• Objective: Can you copy out, word for word, the lines of the material below from the line with "blurred background person." up to and including the line with "[263,6,300,140]"?
####
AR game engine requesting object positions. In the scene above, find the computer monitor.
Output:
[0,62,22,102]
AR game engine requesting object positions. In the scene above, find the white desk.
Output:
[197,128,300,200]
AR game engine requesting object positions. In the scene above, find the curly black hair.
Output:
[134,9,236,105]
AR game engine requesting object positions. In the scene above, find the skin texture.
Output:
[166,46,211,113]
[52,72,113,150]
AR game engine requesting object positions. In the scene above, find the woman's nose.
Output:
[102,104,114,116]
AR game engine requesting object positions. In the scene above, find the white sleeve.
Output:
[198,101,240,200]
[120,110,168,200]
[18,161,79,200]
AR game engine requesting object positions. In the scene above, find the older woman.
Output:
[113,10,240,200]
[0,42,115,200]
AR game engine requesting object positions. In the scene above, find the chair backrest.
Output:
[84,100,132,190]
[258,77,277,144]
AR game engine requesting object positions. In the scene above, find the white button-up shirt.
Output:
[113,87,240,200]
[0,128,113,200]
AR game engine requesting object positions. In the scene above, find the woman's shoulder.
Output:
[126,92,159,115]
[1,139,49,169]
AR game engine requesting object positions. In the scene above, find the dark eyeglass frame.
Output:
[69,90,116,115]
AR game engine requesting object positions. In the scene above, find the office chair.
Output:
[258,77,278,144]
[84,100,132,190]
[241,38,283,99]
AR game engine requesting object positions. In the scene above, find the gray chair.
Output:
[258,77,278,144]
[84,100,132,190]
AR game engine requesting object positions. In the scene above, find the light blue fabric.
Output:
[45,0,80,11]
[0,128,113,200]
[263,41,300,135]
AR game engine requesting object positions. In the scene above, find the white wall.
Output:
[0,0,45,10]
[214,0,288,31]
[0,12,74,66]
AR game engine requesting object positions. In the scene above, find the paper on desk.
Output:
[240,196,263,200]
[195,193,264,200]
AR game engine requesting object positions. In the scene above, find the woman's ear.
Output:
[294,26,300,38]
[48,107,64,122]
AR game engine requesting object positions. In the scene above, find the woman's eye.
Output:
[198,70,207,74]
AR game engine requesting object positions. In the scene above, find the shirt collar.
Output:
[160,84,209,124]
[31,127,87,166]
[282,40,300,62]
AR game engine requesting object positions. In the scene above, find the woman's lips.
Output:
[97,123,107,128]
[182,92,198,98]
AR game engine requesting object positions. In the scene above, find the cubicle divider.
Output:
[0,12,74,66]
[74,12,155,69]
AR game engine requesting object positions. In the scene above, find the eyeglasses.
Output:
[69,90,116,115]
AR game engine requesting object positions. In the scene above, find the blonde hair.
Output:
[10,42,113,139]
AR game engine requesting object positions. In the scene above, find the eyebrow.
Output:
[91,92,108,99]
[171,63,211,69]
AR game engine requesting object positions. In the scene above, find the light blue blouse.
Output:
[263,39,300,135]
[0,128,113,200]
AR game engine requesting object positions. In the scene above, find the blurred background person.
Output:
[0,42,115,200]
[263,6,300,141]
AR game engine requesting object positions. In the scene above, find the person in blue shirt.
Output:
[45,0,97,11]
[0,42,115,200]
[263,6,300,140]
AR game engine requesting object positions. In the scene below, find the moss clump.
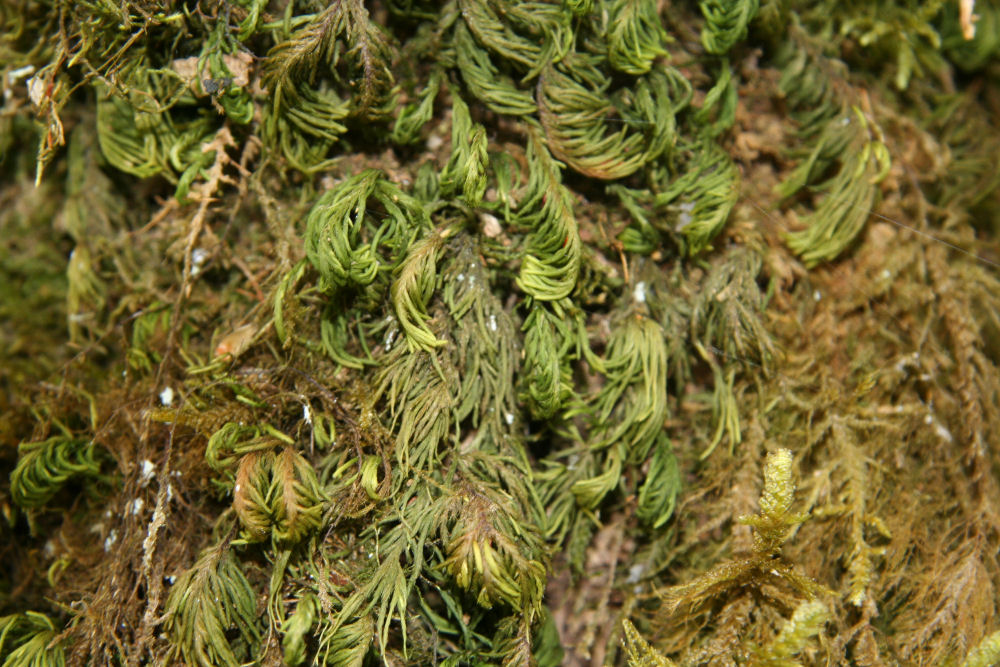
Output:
[0,0,1000,665]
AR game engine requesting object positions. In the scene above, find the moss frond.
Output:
[622,618,676,667]
[164,544,260,667]
[698,0,760,55]
[606,0,670,76]
[10,435,101,508]
[751,600,830,667]
[537,67,678,180]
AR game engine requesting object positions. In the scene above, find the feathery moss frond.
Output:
[636,431,681,529]
[622,618,676,667]
[517,128,580,301]
[263,0,393,171]
[281,593,322,667]
[784,108,891,266]
[458,0,573,79]
[10,435,101,508]
[0,611,66,667]
[392,68,444,144]
[521,302,575,419]
[441,96,489,208]
[653,139,740,255]
[537,67,683,180]
[164,544,260,667]
[750,600,830,667]
[698,0,760,55]
[305,169,430,290]
[444,482,545,609]
[454,21,537,116]
[594,308,669,463]
[606,0,670,76]
[270,447,326,543]
[391,230,448,351]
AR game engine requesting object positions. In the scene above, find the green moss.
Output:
[0,0,1000,665]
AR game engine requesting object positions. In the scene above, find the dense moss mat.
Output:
[0,0,1000,667]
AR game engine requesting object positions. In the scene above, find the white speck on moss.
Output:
[139,459,156,488]
[160,387,174,408]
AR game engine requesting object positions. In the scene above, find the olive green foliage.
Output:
[0,611,66,667]
[0,0,1000,667]
[164,546,260,665]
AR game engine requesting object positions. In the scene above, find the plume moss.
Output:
[0,0,1000,667]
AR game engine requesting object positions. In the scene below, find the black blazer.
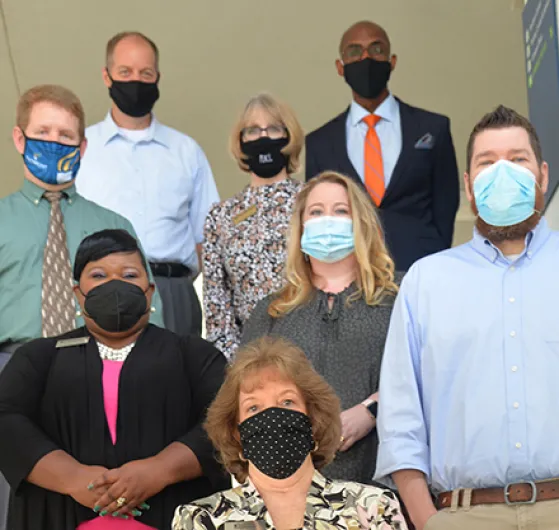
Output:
[305,100,460,271]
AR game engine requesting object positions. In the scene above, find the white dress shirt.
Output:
[76,112,219,271]
[346,94,402,188]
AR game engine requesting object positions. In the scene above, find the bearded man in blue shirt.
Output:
[376,106,559,530]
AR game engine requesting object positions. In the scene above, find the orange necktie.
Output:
[363,114,384,206]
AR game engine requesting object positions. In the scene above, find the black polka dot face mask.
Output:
[239,407,314,479]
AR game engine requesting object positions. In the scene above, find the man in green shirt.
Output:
[0,81,163,530]
[0,85,163,350]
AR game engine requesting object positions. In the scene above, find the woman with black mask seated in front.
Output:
[0,230,230,530]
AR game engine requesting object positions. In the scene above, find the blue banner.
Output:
[522,0,559,206]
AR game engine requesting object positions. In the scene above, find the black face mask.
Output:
[109,78,159,118]
[239,407,314,479]
[241,136,289,179]
[82,280,147,332]
[344,57,391,99]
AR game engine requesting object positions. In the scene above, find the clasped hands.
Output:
[69,458,167,519]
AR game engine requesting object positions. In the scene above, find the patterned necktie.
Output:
[41,191,76,337]
[363,114,384,206]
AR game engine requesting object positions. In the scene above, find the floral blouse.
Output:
[171,471,407,530]
[203,178,302,359]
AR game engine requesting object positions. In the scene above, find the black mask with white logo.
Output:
[109,74,159,118]
[239,407,314,479]
[82,280,148,332]
[344,57,392,99]
[241,136,289,179]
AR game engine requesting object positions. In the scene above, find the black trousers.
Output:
[155,276,202,337]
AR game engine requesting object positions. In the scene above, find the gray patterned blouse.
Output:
[203,178,302,359]
[241,276,400,484]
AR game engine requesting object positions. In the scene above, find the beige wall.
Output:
[0,0,527,241]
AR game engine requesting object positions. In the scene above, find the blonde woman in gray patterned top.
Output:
[243,172,399,483]
[172,337,407,530]
[203,94,303,358]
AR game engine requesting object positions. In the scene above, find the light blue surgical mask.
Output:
[23,137,80,184]
[301,215,355,263]
[473,160,536,226]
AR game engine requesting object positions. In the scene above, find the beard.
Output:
[471,182,545,243]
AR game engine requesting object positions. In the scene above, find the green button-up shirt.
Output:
[0,180,163,344]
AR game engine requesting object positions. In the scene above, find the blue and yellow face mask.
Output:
[23,136,80,184]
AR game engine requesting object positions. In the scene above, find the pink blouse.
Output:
[76,360,156,530]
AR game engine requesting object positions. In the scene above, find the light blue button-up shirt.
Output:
[346,94,402,188]
[76,112,219,271]
[376,220,559,491]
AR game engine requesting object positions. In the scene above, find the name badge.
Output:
[56,337,91,348]
[233,204,257,225]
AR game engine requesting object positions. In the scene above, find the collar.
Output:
[470,217,551,263]
[101,111,169,147]
[349,94,399,127]
[20,179,77,205]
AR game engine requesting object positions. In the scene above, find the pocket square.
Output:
[415,133,435,149]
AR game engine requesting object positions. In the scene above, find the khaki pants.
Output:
[424,500,559,530]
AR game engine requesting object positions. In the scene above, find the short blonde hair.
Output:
[204,337,342,482]
[268,171,398,318]
[229,94,305,174]
[16,85,85,141]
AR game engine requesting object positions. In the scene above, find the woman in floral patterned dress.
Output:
[172,337,407,530]
[203,94,304,359]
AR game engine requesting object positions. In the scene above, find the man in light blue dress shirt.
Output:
[76,32,219,335]
[375,107,559,530]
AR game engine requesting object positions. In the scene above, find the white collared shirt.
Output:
[346,94,402,188]
[76,112,219,271]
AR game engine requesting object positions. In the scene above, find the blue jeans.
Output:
[0,352,11,530]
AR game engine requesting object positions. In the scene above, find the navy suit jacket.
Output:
[305,100,460,271]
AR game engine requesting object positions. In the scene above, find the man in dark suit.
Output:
[306,22,459,271]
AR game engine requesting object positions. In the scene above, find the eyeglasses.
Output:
[241,125,287,142]
[342,42,389,63]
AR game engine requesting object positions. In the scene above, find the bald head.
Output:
[340,20,390,55]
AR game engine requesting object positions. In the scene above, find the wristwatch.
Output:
[361,398,378,420]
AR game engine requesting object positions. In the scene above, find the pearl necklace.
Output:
[97,341,136,361]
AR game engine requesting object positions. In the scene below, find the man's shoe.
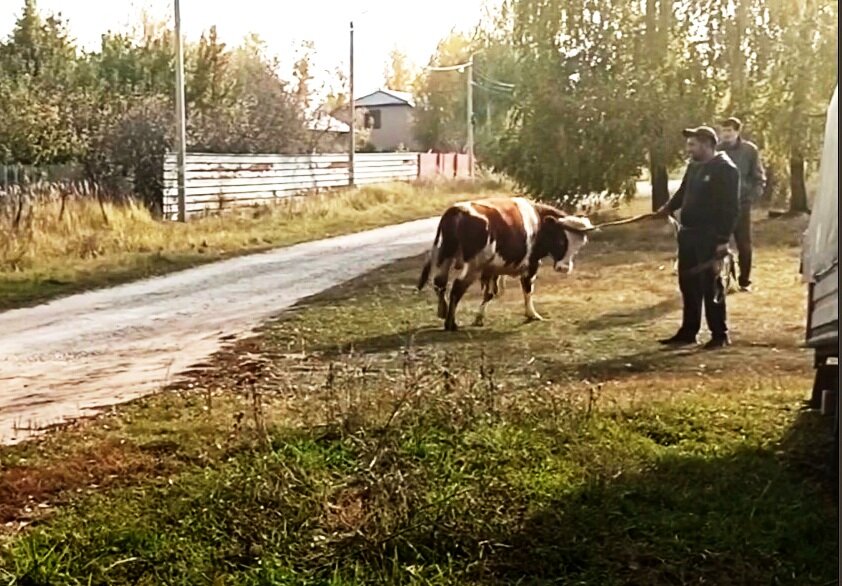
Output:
[704,336,731,350]
[658,332,699,346]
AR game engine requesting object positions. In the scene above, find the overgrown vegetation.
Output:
[0,0,344,208]
[0,180,500,309]
[416,0,838,211]
[0,204,837,585]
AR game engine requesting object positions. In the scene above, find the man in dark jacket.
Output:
[717,118,766,291]
[655,126,740,349]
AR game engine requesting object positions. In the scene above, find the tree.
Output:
[761,0,838,212]
[414,33,472,151]
[383,48,416,91]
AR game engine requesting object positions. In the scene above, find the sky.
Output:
[0,0,498,96]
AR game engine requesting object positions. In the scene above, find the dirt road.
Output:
[0,219,437,443]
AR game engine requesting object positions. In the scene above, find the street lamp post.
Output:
[173,0,187,222]
[348,20,357,187]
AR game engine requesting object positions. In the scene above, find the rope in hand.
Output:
[594,212,731,296]
[594,212,656,230]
####
• Task output:
AR game engine requesting object positions. In the scene above, find the blurred background person.
Output:
[0,42,115,200]
[263,6,300,141]
AR game engine requesting object positions. In the scene above, find the person in blue shirt.
Output:
[45,0,97,11]
[0,42,115,200]
[263,6,300,140]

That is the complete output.